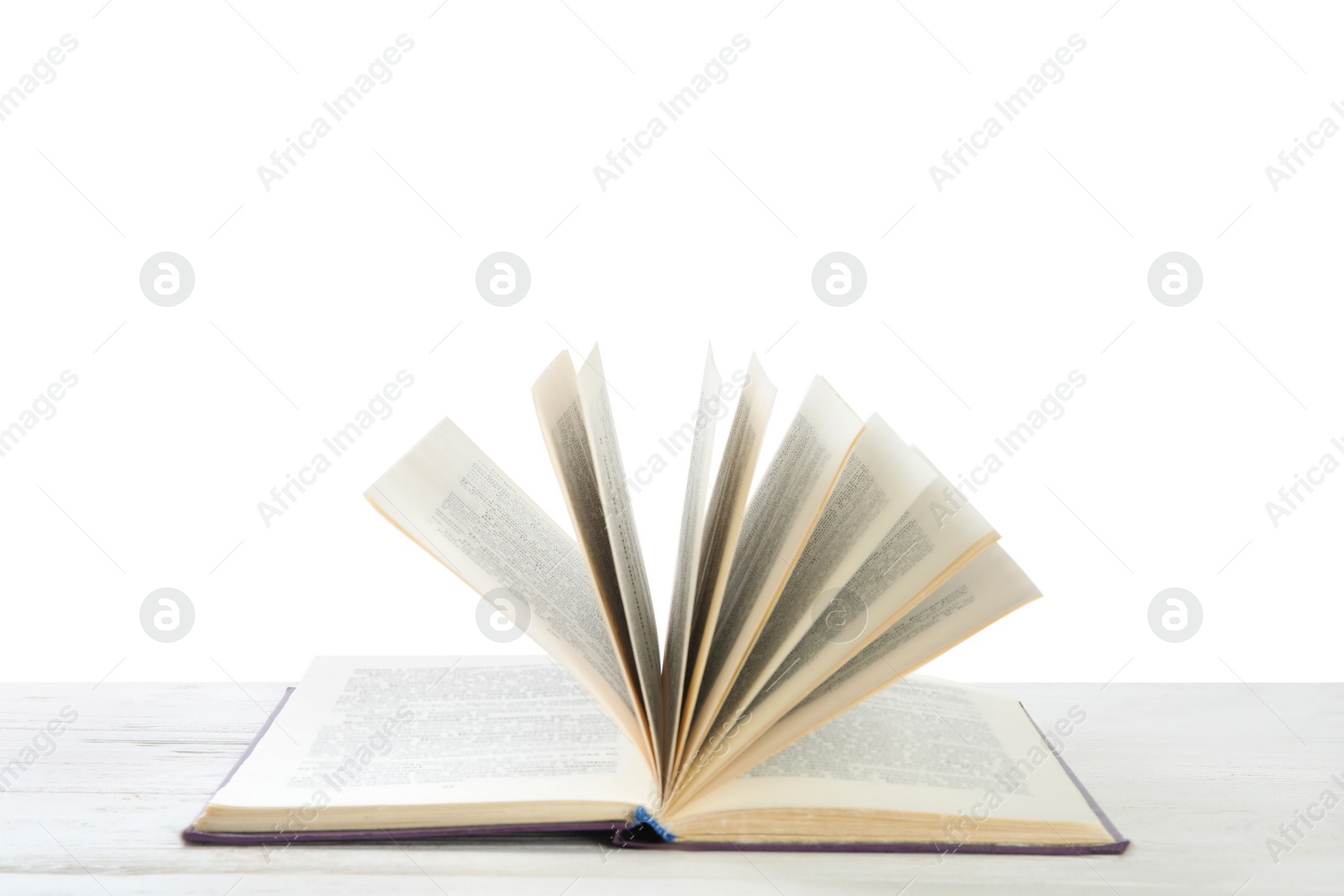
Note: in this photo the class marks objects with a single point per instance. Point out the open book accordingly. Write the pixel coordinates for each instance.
(777, 712)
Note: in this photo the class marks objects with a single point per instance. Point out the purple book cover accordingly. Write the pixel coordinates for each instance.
(643, 833)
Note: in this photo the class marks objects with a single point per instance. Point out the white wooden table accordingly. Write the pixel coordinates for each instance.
(1198, 777)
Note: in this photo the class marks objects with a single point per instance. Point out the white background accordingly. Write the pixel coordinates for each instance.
(309, 297)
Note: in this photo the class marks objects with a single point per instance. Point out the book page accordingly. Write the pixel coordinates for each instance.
(981, 593)
(722, 530)
(936, 537)
(454, 501)
(624, 540)
(918, 746)
(559, 411)
(879, 479)
(710, 406)
(375, 734)
(780, 516)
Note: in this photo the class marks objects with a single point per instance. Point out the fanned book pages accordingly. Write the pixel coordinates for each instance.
(779, 711)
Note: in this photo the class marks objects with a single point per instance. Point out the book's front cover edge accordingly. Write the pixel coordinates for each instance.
(633, 839)
(622, 835)
(192, 836)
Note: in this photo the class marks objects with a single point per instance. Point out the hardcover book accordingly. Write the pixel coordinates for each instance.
(777, 712)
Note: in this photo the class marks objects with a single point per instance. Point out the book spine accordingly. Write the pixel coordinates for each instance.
(643, 817)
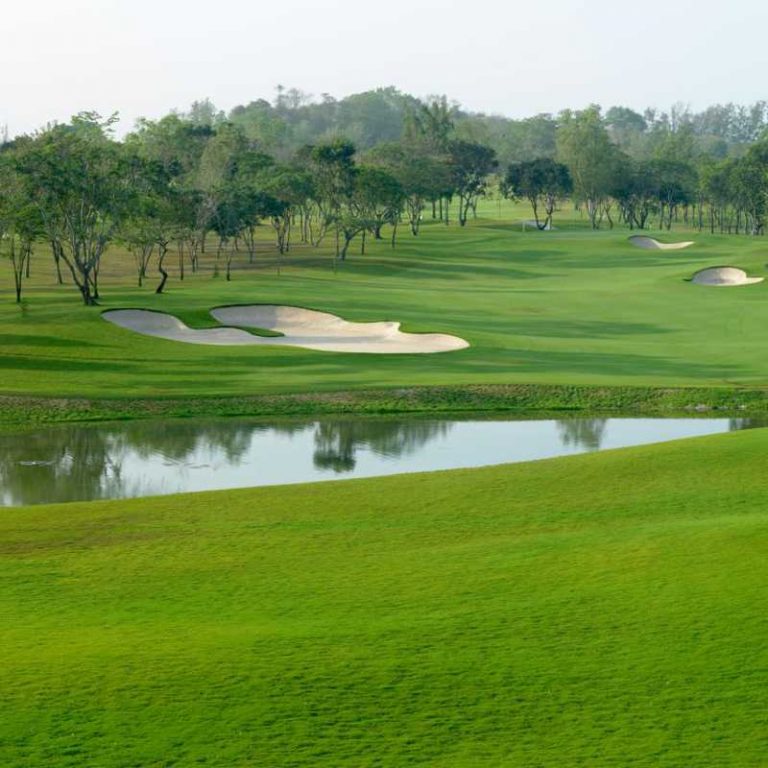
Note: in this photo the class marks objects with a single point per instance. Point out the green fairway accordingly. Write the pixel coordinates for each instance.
(565, 307)
(601, 610)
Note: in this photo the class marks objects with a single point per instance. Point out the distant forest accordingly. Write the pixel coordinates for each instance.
(294, 118)
(366, 165)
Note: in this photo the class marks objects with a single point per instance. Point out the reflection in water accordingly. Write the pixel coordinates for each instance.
(70, 463)
(337, 442)
(582, 433)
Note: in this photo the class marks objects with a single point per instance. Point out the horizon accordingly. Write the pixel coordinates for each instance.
(150, 59)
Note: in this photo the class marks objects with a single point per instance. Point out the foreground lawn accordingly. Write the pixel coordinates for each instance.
(600, 610)
(565, 307)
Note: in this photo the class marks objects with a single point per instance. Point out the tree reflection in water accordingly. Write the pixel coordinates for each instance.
(734, 425)
(66, 464)
(86, 462)
(337, 442)
(582, 433)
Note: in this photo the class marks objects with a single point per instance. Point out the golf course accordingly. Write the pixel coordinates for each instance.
(596, 610)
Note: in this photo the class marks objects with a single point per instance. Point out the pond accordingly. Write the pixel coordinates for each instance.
(143, 458)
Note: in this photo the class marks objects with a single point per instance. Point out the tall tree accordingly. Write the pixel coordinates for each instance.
(542, 182)
(583, 144)
(81, 183)
(471, 165)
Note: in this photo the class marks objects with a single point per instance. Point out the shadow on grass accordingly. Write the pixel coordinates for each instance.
(14, 362)
(30, 340)
(584, 329)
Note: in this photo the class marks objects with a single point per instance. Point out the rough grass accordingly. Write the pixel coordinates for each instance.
(599, 610)
(569, 307)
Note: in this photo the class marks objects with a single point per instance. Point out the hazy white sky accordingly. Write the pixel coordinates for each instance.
(145, 57)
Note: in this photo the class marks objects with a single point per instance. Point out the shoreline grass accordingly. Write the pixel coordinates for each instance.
(512, 399)
(600, 609)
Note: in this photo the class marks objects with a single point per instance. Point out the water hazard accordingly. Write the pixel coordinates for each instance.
(79, 462)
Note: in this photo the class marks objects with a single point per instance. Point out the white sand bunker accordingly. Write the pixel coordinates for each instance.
(304, 328)
(724, 276)
(641, 241)
(531, 224)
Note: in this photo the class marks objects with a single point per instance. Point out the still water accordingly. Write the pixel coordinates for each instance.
(77, 462)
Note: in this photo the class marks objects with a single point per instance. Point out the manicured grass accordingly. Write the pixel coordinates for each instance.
(600, 610)
(569, 307)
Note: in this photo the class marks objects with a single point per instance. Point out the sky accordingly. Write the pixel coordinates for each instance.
(143, 58)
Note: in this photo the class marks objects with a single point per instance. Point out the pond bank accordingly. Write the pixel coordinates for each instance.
(16, 410)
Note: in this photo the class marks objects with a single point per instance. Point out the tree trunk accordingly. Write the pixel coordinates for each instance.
(161, 270)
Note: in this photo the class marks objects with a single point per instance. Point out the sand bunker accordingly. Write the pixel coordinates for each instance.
(531, 224)
(641, 241)
(724, 276)
(304, 328)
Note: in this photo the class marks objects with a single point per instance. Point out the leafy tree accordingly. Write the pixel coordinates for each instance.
(542, 182)
(583, 144)
(20, 223)
(80, 181)
(471, 165)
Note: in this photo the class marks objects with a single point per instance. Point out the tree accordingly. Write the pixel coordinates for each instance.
(19, 223)
(471, 165)
(80, 181)
(583, 144)
(542, 182)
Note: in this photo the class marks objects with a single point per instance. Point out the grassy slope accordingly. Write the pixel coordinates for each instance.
(565, 307)
(599, 610)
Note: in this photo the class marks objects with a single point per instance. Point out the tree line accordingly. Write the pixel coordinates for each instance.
(189, 182)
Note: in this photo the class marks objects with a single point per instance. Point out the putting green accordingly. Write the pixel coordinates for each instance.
(570, 308)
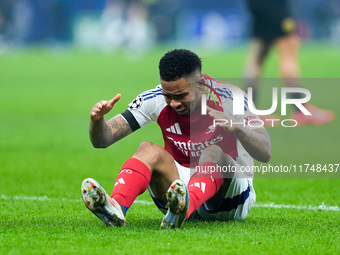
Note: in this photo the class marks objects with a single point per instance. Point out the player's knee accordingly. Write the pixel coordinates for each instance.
(150, 152)
(148, 147)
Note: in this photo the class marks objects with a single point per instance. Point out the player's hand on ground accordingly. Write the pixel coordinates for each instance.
(103, 107)
(223, 120)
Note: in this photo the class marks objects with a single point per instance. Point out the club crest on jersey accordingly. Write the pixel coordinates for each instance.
(136, 103)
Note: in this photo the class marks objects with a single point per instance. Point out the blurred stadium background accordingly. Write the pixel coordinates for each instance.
(140, 24)
(59, 57)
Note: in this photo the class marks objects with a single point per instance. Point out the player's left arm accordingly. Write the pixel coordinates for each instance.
(255, 141)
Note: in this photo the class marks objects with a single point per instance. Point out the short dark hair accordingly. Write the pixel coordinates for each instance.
(178, 63)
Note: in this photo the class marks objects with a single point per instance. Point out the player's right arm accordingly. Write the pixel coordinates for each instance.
(104, 133)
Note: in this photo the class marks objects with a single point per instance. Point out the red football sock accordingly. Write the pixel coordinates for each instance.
(202, 186)
(132, 180)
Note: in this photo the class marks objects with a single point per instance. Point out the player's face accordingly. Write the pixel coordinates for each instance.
(178, 95)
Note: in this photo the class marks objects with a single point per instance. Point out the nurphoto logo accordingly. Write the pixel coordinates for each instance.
(239, 102)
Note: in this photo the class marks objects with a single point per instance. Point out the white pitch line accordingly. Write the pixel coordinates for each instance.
(321, 207)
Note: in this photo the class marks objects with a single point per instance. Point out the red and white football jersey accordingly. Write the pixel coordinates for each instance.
(185, 137)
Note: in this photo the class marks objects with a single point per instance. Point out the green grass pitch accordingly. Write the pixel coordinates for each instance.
(45, 153)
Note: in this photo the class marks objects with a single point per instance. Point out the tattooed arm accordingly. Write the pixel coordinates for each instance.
(102, 133)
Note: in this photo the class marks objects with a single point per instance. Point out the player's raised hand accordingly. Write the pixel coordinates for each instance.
(103, 107)
(223, 120)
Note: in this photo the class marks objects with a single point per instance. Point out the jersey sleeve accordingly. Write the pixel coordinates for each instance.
(145, 108)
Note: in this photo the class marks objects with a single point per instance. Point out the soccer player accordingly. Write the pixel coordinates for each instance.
(272, 24)
(183, 178)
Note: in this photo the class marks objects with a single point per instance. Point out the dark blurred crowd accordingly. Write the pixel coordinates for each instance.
(142, 22)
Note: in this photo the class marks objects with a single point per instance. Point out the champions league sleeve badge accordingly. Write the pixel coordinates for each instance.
(136, 103)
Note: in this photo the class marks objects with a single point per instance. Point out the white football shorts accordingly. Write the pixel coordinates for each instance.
(235, 205)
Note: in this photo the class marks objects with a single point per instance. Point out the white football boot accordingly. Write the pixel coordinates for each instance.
(178, 205)
(102, 205)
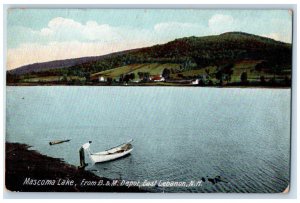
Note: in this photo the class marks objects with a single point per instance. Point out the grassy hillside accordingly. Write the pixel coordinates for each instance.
(222, 57)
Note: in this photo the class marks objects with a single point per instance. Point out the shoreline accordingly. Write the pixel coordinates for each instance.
(151, 85)
(29, 171)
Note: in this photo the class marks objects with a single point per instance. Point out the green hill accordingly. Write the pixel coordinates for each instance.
(185, 58)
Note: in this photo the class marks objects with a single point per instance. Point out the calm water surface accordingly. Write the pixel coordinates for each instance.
(180, 133)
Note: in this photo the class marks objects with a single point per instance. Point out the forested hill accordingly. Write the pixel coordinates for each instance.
(189, 53)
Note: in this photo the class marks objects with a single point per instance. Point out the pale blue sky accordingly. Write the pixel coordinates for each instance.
(67, 33)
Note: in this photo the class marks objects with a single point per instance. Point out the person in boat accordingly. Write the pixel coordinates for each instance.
(81, 153)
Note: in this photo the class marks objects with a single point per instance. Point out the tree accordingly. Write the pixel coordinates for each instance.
(262, 79)
(244, 77)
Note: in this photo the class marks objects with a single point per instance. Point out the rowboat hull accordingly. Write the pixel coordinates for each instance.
(104, 158)
(111, 154)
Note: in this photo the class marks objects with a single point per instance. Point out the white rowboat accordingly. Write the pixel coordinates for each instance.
(112, 153)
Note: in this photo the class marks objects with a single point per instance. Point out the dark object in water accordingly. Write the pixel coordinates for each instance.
(58, 142)
(217, 179)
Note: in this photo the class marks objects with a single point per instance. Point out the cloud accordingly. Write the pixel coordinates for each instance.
(33, 52)
(279, 37)
(64, 38)
(220, 23)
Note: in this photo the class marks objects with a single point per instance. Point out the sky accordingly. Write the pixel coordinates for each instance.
(39, 35)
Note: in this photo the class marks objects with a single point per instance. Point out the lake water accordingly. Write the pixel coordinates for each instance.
(180, 133)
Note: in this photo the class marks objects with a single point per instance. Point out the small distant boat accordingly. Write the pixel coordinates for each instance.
(112, 153)
(58, 142)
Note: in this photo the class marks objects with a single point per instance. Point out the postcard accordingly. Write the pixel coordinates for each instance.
(148, 100)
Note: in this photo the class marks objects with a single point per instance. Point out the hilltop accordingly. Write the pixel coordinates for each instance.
(212, 60)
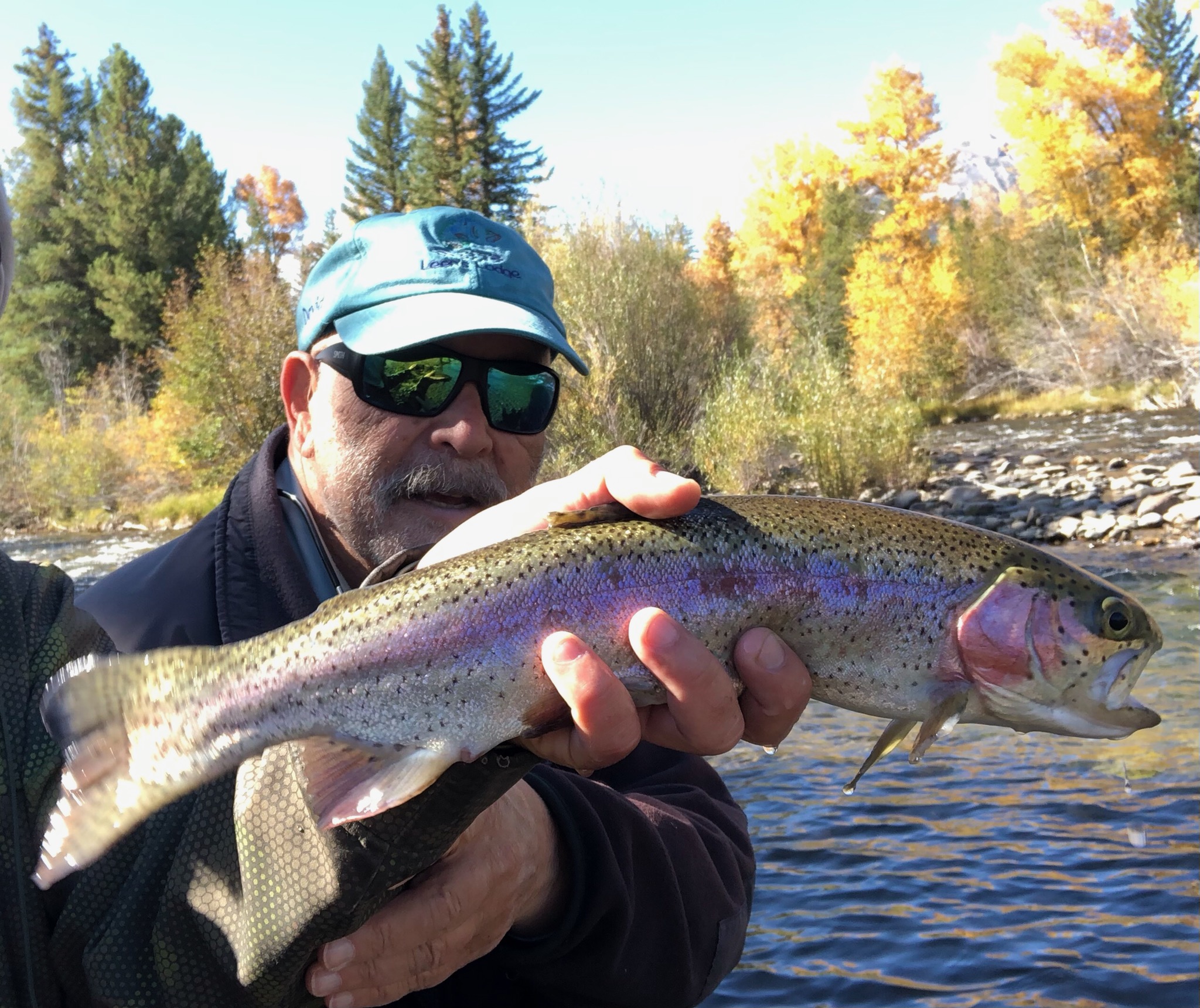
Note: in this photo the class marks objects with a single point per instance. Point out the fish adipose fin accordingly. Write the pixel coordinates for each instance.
(348, 783)
(602, 513)
(939, 724)
(893, 735)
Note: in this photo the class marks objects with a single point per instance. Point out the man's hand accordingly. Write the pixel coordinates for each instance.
(503, 873)
(703, 713)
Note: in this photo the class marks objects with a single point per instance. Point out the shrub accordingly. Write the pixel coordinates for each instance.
(767, 406)
(654, 339)
(221, 366)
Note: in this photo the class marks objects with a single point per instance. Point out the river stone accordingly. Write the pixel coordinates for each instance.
(1066, 526)
(1099, 527)
(1181, 474)
(1185, 512)
(1158, 502)
(957, 496)
(979, 508)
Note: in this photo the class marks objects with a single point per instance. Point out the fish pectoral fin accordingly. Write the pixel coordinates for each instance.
(939, 724)
(602, 513)
(893, 735)
(348, 783)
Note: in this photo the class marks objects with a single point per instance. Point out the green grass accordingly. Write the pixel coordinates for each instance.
(193, 506)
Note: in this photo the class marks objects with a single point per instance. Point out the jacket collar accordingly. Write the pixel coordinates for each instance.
(260, 580)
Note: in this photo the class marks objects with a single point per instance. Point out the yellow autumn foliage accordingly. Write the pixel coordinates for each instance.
(903, 295)
(1085, 120)
(783, 217)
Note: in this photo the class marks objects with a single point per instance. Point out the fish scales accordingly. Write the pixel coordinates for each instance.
(896, 615)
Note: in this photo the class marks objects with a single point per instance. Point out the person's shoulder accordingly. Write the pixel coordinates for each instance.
(33, 595)
(163, 598)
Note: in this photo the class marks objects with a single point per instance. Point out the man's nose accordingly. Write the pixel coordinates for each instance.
(462, 425)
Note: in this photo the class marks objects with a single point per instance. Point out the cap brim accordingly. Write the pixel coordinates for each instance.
(427, 318)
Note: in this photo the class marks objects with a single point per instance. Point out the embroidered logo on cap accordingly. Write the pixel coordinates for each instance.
(465, 241)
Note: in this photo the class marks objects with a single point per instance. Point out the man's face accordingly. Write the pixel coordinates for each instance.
(388, 483)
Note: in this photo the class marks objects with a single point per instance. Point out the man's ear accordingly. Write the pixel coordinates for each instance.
(298, 383)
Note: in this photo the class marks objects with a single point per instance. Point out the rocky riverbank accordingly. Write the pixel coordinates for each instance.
(1148, 500)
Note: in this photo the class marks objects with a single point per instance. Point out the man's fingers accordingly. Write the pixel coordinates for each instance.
(646, 488)
(624, 474)
(703, 712)
(777, 687)
(606, 725)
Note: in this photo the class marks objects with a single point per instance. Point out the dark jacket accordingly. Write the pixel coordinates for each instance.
(662, 864)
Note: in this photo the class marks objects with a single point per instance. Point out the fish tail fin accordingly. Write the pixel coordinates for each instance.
(88, 709)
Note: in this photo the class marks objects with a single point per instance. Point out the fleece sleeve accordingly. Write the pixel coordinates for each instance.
(663, 876)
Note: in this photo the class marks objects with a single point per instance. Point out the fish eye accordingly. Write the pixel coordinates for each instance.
(1116, 618)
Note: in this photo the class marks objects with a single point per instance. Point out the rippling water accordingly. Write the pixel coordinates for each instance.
(1005, 870)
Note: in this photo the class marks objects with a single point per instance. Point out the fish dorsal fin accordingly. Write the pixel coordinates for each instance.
(348, 782)
(602, 513)
(893, 735)
(939, 724)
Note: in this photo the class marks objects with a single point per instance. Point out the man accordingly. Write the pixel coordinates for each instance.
(417, 402)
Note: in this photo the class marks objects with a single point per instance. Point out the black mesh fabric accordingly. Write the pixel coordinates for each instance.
(220, 898)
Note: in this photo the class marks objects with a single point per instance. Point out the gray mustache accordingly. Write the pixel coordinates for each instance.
(452, 479)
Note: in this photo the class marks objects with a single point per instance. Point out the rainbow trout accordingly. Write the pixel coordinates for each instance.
(909, 617)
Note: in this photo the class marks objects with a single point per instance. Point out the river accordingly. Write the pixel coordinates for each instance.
(1005, 869)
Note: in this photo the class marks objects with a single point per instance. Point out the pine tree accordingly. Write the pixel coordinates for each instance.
(377, 175)
(152, 199)
(1169, 47)
(439, 129)
(51, 326)
(499, 171)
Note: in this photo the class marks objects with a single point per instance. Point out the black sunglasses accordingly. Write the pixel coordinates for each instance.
(517, 396)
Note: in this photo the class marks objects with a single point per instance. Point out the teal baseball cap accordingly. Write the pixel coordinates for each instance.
(401, 280)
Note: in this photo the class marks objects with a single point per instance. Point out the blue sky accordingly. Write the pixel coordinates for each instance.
(663, 107)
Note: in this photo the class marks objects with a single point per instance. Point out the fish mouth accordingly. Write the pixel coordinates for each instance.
(1114, 707)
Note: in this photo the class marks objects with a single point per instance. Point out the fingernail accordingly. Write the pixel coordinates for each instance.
(324, 983)
(771, 654)
(663, 634)
(338, 954)
(568, 649)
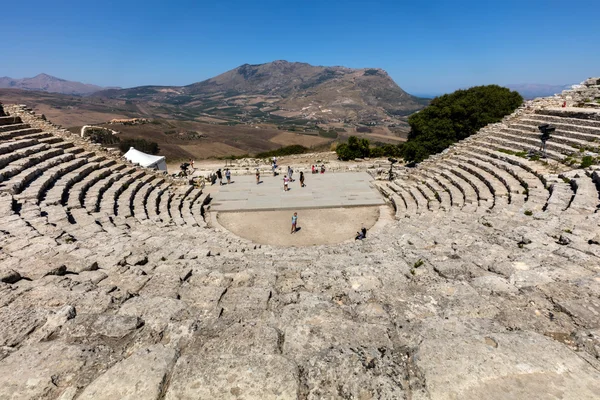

### ASSIGNED TASK
When you reach the line containing "out the teal" in the records above, write out that line and every line after it through the end, exactly, but omit the pictures.

### COMPLETED TASK
Note: in this photo the class marks objects with a single point per instance. Point out the teal baseball cap accordingly. Write the pixel coordinates for each instance.
(401, 280)
Note: in this photo the class marks objects with a single point per instance. Point out the blue sky accordingly. Write the pixel coordinates for each instance.
(663, 107)
Note: in this photo the class marks objects with a single point per instance. Point out the fish mouth accordingly. Write the pixel coordinates for each instance.
(1114, 707)
Note: in this photo the class marks objects with a single point per instance. Point out the fingernail accordingly. Write the pixel coordinates for each instance.
(324, 983)
(771, 654)
(663, 634)
(338, 954)
(568, 649)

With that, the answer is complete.